╭─ DATA IN THIS EXERCISE

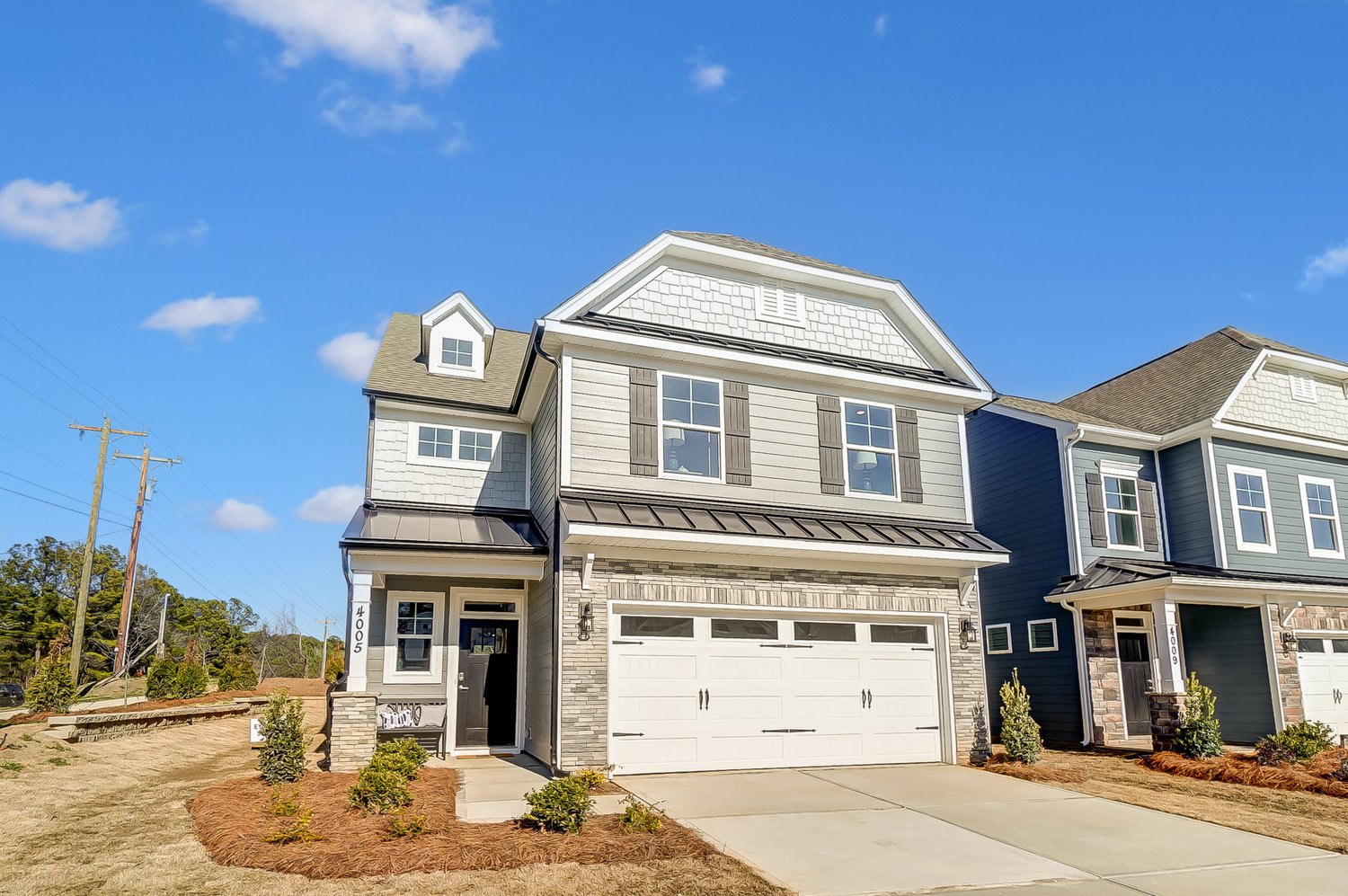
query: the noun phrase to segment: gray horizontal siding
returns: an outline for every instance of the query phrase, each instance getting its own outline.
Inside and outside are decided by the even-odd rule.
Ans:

╰─
╭─ DATA IN THIS EXERCISE

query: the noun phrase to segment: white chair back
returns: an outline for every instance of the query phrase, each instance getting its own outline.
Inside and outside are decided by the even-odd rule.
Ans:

╰─

• _YOUR INSTRUCTIONS_
State how many lines in the material above contain the word "segment". Give only the number.

• _SOLUTION FOR THIS EXERCISE_
2